Problem statement
Write out every line of the records below again, shifting both numbers in each coordinate pair by -20 and leaving all other lines unchanged. Leave the pictures out.

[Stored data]
+---+
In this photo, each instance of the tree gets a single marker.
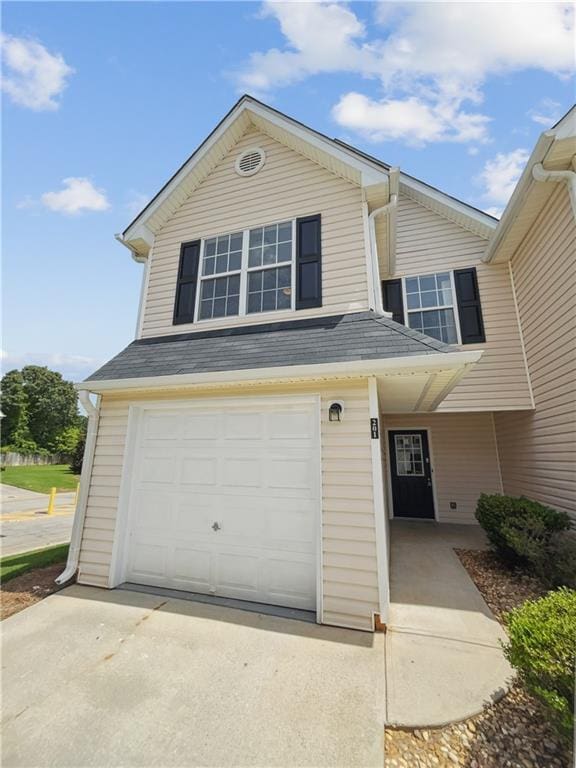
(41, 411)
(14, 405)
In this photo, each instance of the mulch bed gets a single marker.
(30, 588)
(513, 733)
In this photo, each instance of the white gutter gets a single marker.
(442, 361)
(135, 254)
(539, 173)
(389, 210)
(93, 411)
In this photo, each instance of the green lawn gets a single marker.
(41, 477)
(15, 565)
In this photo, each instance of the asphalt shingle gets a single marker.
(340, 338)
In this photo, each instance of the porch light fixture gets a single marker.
+---+
Reply to the exercise
In this photo, each instance of the tree gets a single marker.
(21, 391)
(-6, 385)
In this photo, each instance of the mulch bed gets a single marker.
(10, 568)
(493, 713)
In this photo, each instance of the white gutter gets a single marker.
(422, 341)
(115, 234)
(519, 153)
(369, 190)
(73, 391)
In this photo, each instance of the green lawn gets a single marker.
(21, 457)
(-5, 545)
In this photo, each instance of the asphalt shingle gets a single marker.
(320, 318)
In this photo, each instance of the porch light fixture gets a single marker.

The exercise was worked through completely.